*ASSIGNMENT*.
Your reply must consist of the data below, reproduced character for character.

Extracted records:
#####

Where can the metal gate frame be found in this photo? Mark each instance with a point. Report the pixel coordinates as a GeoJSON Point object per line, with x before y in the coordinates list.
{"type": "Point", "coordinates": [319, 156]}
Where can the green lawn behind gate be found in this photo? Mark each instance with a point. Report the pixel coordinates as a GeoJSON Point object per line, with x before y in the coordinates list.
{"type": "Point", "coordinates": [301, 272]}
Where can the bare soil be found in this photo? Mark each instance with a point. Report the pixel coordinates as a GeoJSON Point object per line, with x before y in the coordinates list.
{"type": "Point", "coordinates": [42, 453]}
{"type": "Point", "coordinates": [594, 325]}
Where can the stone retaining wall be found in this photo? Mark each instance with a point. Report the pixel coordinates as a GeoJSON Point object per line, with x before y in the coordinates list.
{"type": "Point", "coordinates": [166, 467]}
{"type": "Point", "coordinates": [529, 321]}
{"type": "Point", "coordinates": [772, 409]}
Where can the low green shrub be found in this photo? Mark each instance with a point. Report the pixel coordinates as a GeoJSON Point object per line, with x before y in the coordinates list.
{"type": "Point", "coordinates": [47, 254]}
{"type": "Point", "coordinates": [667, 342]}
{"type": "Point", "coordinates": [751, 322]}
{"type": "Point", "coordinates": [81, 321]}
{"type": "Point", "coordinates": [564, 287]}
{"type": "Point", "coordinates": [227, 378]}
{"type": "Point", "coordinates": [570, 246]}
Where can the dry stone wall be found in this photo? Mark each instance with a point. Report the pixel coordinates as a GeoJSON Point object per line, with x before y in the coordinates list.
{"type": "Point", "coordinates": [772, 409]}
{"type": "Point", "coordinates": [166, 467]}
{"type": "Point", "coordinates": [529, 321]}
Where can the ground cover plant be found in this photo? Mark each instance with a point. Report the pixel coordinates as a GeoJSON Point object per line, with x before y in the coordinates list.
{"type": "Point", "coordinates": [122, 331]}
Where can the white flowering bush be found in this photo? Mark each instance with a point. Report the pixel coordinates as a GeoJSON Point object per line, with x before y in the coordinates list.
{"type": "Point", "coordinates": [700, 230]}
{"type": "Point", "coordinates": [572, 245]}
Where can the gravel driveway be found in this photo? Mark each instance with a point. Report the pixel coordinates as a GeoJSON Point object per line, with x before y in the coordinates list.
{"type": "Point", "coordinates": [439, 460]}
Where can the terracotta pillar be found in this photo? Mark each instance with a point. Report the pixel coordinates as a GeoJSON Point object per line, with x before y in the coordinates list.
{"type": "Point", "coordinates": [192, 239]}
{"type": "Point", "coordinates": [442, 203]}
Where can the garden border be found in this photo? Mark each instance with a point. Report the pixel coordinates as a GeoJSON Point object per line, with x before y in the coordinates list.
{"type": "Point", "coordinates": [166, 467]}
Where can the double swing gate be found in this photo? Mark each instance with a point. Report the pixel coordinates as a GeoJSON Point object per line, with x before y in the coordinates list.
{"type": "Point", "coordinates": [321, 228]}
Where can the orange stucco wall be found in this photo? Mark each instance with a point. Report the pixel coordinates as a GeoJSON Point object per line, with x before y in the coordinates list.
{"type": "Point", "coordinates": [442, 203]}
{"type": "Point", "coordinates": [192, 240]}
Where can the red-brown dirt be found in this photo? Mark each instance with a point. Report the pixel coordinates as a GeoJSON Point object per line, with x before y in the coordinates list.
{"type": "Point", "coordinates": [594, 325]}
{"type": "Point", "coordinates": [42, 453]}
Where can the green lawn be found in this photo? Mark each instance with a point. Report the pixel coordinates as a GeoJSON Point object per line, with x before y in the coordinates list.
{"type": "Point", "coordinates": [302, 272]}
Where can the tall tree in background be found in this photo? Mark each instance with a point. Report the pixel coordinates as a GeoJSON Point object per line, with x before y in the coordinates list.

#####

*RESULT FOR THIS EXERCISE*.
Where can the metal gate frame be found in this photo? Mark each instance with a point. Report the pixel coordinates as a GeoJSON Point object per line, with x before y in the coordinates list.
{"type": "Point", "coordinates": [319, 156]}
Where can the green lawn behind gate be found in this photo? Mark each instance with a point. Report the pixel coordinates as a GeoJSON Point object per line, with x before y in the coordinates list.
{"type": "Point", "coordinates": [301, 272]}
Where can the bare soil be found in this photo? Mark each instance with a point. Report the pixel coordinates as a GeoJSON Point object per line, with x before y in the coordinates list.
{"type": "Point", "coordinates": [42, 453]}
{"type": "Point", "coordinates": [594, 325]}
Where can the stone retaining wall be found in this photo? Mark each instance with a point. Report the pixel coordinates as a GeoJSON Point object per line, with x before y in the coordinates list.
{"type": "Point", "coordinates": [166, 467]}
{"type": "Point", "coordinates": [529, 321]}
{"type": "Point", "coordinates": [772, 409]}
Where can the low green shrub be found in this photo? Mark each instance with a point. Report the pixel coordinates as a GeoJSON Point object per line, with x before y in the coordinates list.
{"type": "Point", "coordinates": [47, 254]}
{"type": "Point", "coordinates": [667, 342]}
{"type": "Point", "coordinates": [751, 322]}
{"type": "Point", "coordinates": [81, 321]}
{"type": "Point", "coordinates": [564, 287]}
{"type": "Point", "coordinates": [227, 378]}
{"type": "Point", "coordinates": [570, 246]}
Where can the dry stone wall be found in this photo? Mark each instance with a point. Report the pixel coordinates as a GeoJSON Point object per line, with x before y in the coordinates list.
{"type": "Point", "coordinates": [772, 409]}
{"type": "Point", "coordinates": [166, 467]}
{"type": "Point", "coordinates": [529, 321]}
Where can the ground cover plant be found in this photo? Mark each instance with a point. Report the pixel coordinates as a GeoJSON Point object per line, with x before y in the coordinates list.
{"type": "Point", "coordinates": [122, 331]}
Where can the white flowering bush be found in this photo? Mark each instance with a point. Report the pixel coordinates as a GeoJSON Point object per line, with x before y in the coordinates list.
{"type": "Point", "coordinates": [700, 230]}
{"type": "Point", "coordinates": [572, 245]}
Where can the gravel driveway be found in this photo? Mark each instance with a point. Report the pixel coordinates as a GeoJSON Point object per line, with x before y in the coordinates list.
{"type": "Point", "coordinates": [439, 460]}
Where can the terracotta pillar be found in this photo? Mark each instance with a point. Report the pixel coordinates as a GeoJSON Point object per line, with x before y in the coordinates list.
{"type": "Point", "coordinates": [192, 239]}
{"type": "Point", "coordinates": [442, 203]}
Where can the garden border be found in this photo? Mark each instance with a point. Report the pixel coordinates as a GeoJSON Point object per line, with x before y in the coordinates list.
{"type": "Point", "coordinates": [166, 467]}
Where can the double swing gate be found in this photo? Mark each instance with a point. Report the pixel coordinates as a GeoJSON Point object per line, with x before y in the coordinates list.
{"type": "Point", "coordinates": [321, 228]}
Where can the orange stucco wall be found in this photo? Mark each instance with a point. Report the pixel coordinates as a GeoJSON Point object per line, with x before y in the coordinates list.
{"type": "Point", "coordinates": [442, 203]}
{"type": "Point", "coordinates": [192, 240]}
Where can the red-brown dirt be found in this photo? Mark each instance with a point. Report the pixel coordinates as a GeoJSON Point object per line, with x before y in the coordinates list.
{"type": "Point", "coordinates": [594, 325]}
{"type": "Point", "coordinates": [42, 453]}
Where can the green lawn be found in this photo? Mark each instance with a point. Report the pixel coordinates as a GeoJSON Point object per line, with x before y in the coordinates list.
{"type": "Point", "coordinates": [302, 272]}
Where can the tall tree in background be found in this photo? Mark each instance with a point. Report the pixel coordinates as a GeoJSON Point object per line, with x before y in the coordinates list.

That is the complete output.